§ WHAT YOU HAVE TO DO: Copy every record below exactly.

§ PROVIDED DATA:
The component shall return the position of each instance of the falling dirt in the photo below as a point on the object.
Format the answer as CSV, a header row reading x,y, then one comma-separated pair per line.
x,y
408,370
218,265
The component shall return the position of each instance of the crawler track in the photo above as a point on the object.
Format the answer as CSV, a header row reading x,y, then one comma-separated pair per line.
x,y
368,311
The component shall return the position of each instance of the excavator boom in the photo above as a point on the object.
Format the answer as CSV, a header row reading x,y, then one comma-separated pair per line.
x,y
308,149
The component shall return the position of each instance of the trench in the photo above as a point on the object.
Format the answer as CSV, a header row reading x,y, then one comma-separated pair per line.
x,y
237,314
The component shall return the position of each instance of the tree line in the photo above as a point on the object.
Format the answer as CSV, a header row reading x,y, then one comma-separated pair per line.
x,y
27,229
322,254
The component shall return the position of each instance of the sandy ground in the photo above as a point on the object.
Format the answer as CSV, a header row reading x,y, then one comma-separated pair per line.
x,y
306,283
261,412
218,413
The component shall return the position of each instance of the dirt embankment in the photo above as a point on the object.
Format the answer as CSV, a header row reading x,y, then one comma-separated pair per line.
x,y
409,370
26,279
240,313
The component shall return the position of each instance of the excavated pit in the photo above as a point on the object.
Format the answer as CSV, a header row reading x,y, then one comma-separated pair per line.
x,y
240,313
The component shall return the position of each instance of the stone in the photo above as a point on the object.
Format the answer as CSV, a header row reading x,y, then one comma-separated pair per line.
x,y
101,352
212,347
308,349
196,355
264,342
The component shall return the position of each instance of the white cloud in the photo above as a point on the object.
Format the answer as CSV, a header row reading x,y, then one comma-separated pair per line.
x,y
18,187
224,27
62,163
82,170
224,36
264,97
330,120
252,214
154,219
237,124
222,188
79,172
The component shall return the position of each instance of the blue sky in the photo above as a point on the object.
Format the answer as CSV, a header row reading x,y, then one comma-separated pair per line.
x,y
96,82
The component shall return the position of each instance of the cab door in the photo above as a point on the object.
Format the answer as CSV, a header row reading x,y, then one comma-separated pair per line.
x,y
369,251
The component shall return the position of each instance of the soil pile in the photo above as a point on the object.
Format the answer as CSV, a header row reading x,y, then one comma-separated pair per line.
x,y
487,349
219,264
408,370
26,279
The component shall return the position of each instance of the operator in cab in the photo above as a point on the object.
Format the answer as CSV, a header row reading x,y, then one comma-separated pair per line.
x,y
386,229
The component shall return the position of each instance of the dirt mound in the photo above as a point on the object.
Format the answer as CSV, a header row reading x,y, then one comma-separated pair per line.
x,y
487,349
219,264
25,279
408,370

§ OUTPUT OF THE TASK:
The component shall return the position of each instance of the falling dirt in the photo below as a point on the object.
Format the answer as CSV, a header row reading x,y, then one comma-separated pair per line.
x,y
408,370
218,265
The component shall return the position of each instance of the crawler track in the photo above as a point on the object.
Format the answer as CSV, a header row reading x,y, then one comma-separated pair per line.
x,y
368,311
The component shall return the position of each instance of the excavator boom in the photo above as a point on the object.
Format the answer as CSV, a header row reading x,y, then one comma-separated pair per line.
x,y
308,149
The component shall return the position of each instance of the trench in the photo above as a point on the object.
Format the answer as CSV, a header row reading x,y, then one comma-separated pair per line.
x,y
237,314
The component shall return the position of each instance of the tree line in the photo above as a point on the object.
Format the answer as CSV, a header row reading x,y, then one comma-separated pair per line.
x,y
27,229
322,254
The component shall return the position of each instance of the sandy ground in the photo above as a point on the object.
Format the answer as CSV, a header row reading x,y, then one comma-separated pair per line.
x,y
306,283
261,412
218,413
The component shall return the position of each instance of the dirt embankment in the photo above as a point on the object.
Format the answer as CSV, a header row reading x,y, then one comma-separated pair per line.
x,y
409,370
26,279
240,313
The component shall return the position of each instance of the excavated pit in the photo above as a point on the object.
Format the answer as CSV, a header row reading x,y, then one comma-separated pair per line.
x,y
240,313
The component shall return the position of each instance of the stone in the photo above as a point on the object.
Format the answer as CSV, a header row reading x,y, then one comma-separated pair per line.
x,y
101,352
212,347
308,349
196,355
264,342
The component shall return the position of each instance of the white cloud in the photo above as a point on the object.
Format the answer as CSV, a header row reading x,y, then one comma-separated pair per line.
x,y
18,187
224,27
62,163
82,170
224,36
264,97
330,120
252,214
154,219
237,124
222,188
79,172
The component shall return the position of each instance of the blue sky in the photo above as a point on the object.
Format the answer as CSV, a header row reading x,y, then one comma-separated pair per line.
x,y
96,82
The component shall return the position of each instance of the cab door in the photo above as a point on the object.
Format the answer as CSV, a header row reading x,y, then one comma-separated pair per line.
x,y
369,251
The component shall return the position of each instance of the soil pile in the photo above as a point on the object.
Format the answer as CSV, a header row reading x,y, then one comma-separated pair per line.
x,y
487,349
219,264
408,370
26,279
The component shall return the position of each instance of the operator in cab in the photo above as a point on the object.
Format the answer as CSV, a header row reading x,y, then one comma-separated pair per line.
x,y
386,229
The component shall return the position of each instance of the dirt mound in the photo above as a point on the object.
Format the answer as CSV, a header row reading x,y, then one comma-separated pair per line.
x,y
487,349
219,264
25,279
408,370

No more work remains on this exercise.